§ **DAFTAR TUGAS**
A) Dalam catatan perjalanan ke Rangkasbitung, berapa harga tiket kereta ekspres Rangkasjaya?
B) Teruskan catatan perjalanan ke Rangkasbitung mulai dari kalimat terakhir yang tercantum.

§ **TEKS YANG DIBERIKAN**

Sabtu, 07 Mei 2016
On 05.29 by Unknown 2 comments
Oleh : Irfan
Fauzi
Saya adalah
tipikal orang yang mudah termotivasi dengan kesuksesan seseorang. Mungkin lebih
tepatnya terpancing untuk melakukan hal sama yang sudah dilakukan orang-orang
berhasil, termasuk berhasil melangkah ke jenjang pernikahan. Seminggu sebelumnya,
saya banyak ‘didoktrin’, ‘diintervensi’, atau ‘diceramahi’ tentang pernikahan
oleh teman dan senior yang sudah atau akan segera menikah. Maka pada Hari
Minggu, 24 Juli 2016, setelah saya disibukkan dengan menjaga posko banjir
Bekasi, saya meluncur menuju Provinsi Banten. Tepatnya di daerah Rangkasbitung.
Tanpa ada rencana matang, dan persiapan yang seadanya, saya beranikan diri
untuk berangkat ke Rangkasbitung, tempat dimana restu akan naungan masa depan
berlabuh.
Malam minggu, saya sudah sampai di kediaman seorang kawan karib, di daerah Klender Jakarta Timur. Jika ditempuh dari Klender perjalanan menuju Rangkasbitung akan lebih cepat dibandingkan dengan perjalanan dari Bekasi. Pagi-pagi sekali saya berangkat menggunakan Commuter line dengan jurusan Klender - Tanah Abang, transit sekali di Stasiun Manggarai. Jasa transportasi Commuter line ini saya rasa cukup efektif di tengah padatnya arus lalu lintas Ibukota yang superpadat dan boros waktu.
Klender – Tanah Abang akhirnya saya tempuh dalam waktu kurang lebih 35 menit sudah termasuk menunggu kedatangan Commuter line. Kurang lebih pukul 08.05 saya sudah tiba distasiun yang cukup padat ini. Tanah Abang memang menjadi incaran bagi para pengulak atau reseller segala jenis produk fashion karena harganya yang cukup miring dibandingkan dengan pasar lainnya.
Ada dua pilihan rute transportasi kereta dari Tanah Abang menuju Rangkasbitung. Pertama kita bisa gunakan kereta ekspress meski tidak se-ekspress proyek kereta cepat yang dicanangkan Jokowi. Nama keretanya Rangkasjaya, dengan waktu tempuh sekitar 1,5 jam dan tiket seharga nasi goreng, hanya 15 ribu rupiah saja. Kedua, kita bisa gunakan Commuterline terlebih dahulu hingga stasiun Palmerah, atau parung panjang. Selanjutnya perjalanan dilanjutkan menggunakan kereta api lokal, dengan waktu tempuh yang lebih lama, bisa 2,5 – 3,5 jam lebih, dengan harga tiket 2 ribu untuk Commuterline dan 5 ribu untuk Kereta api lokal. Sayangnya, pagi itu saya terlambat 5 menit setelah kereta ekspress Rangkasjaya meluncur. Tidak ada pilihan lain selain “ngeteng” menggunakan Commuterline dan dilanjutkan Kereta api lokal.
Walhasil saya baru sampai di stasiun Rangkasbitung kurang lebih pukul 13.00 WIB. Sebelumnya, saya sempat tertahan di Parungpanjang lebih dari setengah jam, juga harus lama menunggu kereta api lokal di Stasiun Maja yang merupakan stasiun terakhir Commuterline.

§ **MATERI**

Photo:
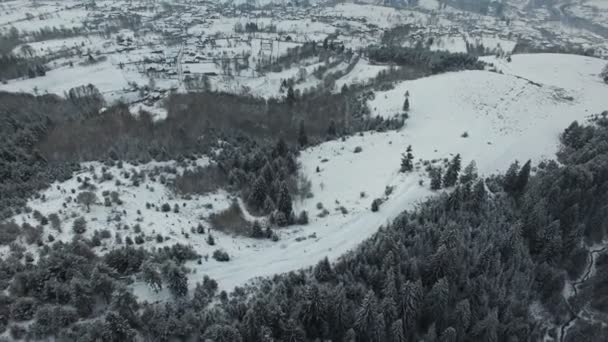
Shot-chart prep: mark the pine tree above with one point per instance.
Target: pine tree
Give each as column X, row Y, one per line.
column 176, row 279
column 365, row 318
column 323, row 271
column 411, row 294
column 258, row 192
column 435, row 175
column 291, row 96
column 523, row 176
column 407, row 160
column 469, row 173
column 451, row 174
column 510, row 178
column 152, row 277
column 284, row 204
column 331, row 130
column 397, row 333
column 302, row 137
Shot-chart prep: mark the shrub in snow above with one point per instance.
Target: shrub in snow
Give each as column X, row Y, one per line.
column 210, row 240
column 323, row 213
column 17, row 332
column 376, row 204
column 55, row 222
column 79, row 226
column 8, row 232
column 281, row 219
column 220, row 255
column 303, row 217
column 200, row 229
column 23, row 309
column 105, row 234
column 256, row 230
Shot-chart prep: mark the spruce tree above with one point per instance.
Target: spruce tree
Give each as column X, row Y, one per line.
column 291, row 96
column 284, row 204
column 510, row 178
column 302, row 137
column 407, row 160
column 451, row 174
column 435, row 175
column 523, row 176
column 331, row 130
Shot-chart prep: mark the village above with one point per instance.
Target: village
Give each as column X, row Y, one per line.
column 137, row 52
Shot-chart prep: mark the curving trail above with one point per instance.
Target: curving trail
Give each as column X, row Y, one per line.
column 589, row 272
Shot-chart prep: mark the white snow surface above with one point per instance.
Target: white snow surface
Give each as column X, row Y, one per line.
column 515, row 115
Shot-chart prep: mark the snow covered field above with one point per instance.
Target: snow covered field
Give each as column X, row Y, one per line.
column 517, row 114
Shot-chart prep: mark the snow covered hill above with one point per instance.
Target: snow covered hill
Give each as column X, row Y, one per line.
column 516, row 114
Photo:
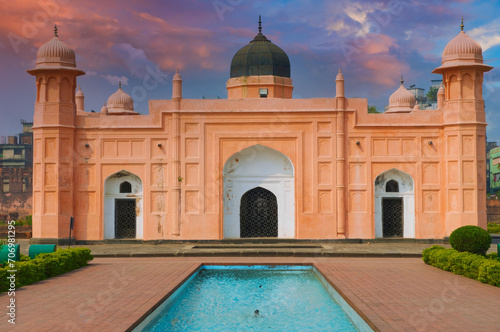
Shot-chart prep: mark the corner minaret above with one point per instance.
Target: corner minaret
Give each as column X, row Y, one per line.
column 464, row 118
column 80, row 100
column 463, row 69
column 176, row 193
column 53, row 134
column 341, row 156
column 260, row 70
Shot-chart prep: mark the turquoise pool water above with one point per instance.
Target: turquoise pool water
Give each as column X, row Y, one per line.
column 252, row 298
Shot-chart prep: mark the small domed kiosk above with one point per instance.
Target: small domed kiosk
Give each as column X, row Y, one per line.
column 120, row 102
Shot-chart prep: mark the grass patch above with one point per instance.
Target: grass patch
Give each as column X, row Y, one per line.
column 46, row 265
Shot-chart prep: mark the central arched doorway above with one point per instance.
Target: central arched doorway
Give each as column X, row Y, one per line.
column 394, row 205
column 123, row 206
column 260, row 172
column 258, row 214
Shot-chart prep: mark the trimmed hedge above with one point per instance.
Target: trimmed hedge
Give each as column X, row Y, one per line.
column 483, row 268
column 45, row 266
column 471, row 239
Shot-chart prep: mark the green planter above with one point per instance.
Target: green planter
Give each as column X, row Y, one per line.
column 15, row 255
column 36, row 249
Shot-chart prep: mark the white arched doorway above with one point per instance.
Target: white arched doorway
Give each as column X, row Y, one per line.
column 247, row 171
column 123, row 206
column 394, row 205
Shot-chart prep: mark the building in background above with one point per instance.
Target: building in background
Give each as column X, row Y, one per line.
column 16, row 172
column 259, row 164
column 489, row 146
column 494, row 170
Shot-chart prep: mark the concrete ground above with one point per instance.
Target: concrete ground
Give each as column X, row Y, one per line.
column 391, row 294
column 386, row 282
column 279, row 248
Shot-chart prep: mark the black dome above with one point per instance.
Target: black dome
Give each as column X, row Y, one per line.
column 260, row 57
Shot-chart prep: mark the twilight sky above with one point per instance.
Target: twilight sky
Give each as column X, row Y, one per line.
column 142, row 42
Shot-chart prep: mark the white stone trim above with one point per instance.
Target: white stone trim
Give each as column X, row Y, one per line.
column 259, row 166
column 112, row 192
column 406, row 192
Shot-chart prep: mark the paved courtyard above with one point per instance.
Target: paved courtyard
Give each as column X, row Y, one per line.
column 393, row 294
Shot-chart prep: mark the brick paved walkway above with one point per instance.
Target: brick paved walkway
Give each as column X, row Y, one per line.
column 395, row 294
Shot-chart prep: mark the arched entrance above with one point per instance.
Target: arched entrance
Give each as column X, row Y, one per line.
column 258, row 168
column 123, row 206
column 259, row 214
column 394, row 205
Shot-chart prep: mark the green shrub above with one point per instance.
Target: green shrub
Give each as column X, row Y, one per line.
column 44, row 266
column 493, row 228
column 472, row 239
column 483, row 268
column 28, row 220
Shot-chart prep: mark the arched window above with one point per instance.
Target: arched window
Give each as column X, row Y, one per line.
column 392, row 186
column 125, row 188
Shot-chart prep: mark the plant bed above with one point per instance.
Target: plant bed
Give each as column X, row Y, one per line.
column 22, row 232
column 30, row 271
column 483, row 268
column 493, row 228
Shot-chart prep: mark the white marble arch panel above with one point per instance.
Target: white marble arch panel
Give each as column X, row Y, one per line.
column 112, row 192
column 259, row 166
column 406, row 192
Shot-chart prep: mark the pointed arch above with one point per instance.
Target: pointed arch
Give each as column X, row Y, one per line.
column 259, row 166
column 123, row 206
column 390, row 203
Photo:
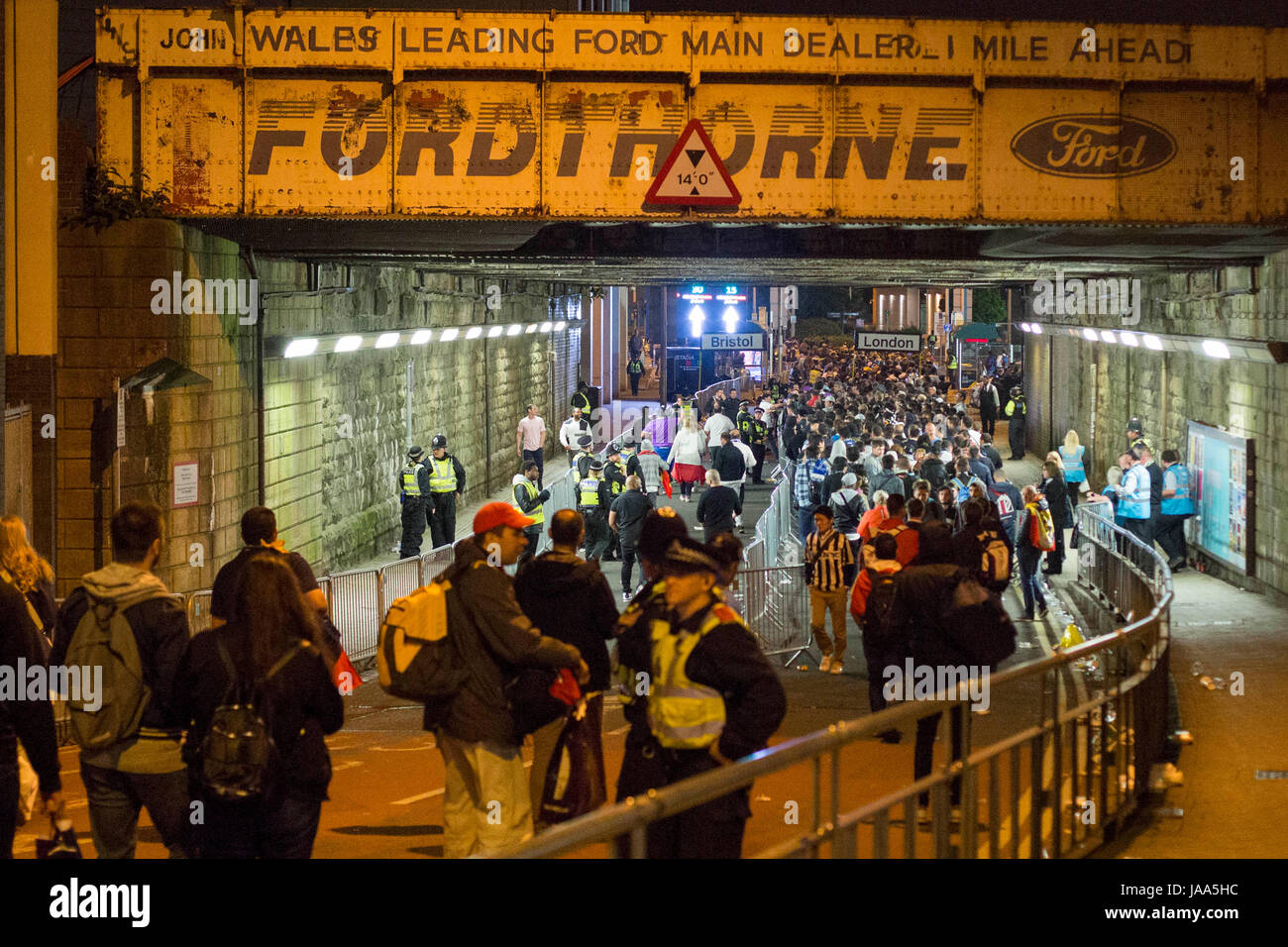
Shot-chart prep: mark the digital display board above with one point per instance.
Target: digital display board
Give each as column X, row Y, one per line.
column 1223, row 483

§ **JAWABAN PER TUGAS**
A) 15 ribu rupiah.

B)
Sesampainya
di stasiun Rangkasbitung, saya segera mengirim pesan kepada beliau. Tak
dinyana, sesaat setelah keluar gerbang stasiun, sebuah mobil mungil terparkir
sembari keluar dua orang tua yang menjadi tujuanku datang ke Rangkas. Dengan
senyum gembira ku salami satu persatu calon mertuaku (Camer). Ada rasa grogi,
cemas, dan canggung saat saya duduk dikursi depan disamping Bapak Camer sambil berkeliling
kota Rangkas. Dengan semangat, Bapak menceritakan tentang kondisi Rangkasbitung
yang tenang, dan masih termasuk daerah berkembang. Sesekali beliau bernostalgia
saat pertama kali merantau ke Banten.
Siang itu saya tak langsung pergi ke rumah Camer. Saya dibawa ke sebuah rumah makan Padang, dan praktis saya ditraktir oleh Camer untuk pertama kalinya. Sungguh hangat penerimaan yang dilakukan oleh Camerku itu. Selama makan, kami membincangkan banyak hal mulai dari permasalahan sekolah, kurikulum, sarana sekolah, profesi masyarakat Rangkas, bahkan hingga urusan ormas keislaman. Sesekali membincangkan background keluarga. Saya terus saja menanyakan banyak hal, agar suasana canggung bisa segera mencair.
Saat awan hitam di langit Rangkasbitung sudah menggelayut di sudut-sudut langit, kami segera bergegas menuju rumah. Sepertinya, curahan hujan akan segera membasahi kota sepi ini. Benar saja, setelah kami tuntas makan siang, hujan segera mengguyur rumah-rumah dan beberapa ruas jalan di sekitar kota Rangkas. Untungnya kami sudah berada di dalam mobil dan menuju rumah Camer. Suasana sejuk khas pedesaan mulai terasa.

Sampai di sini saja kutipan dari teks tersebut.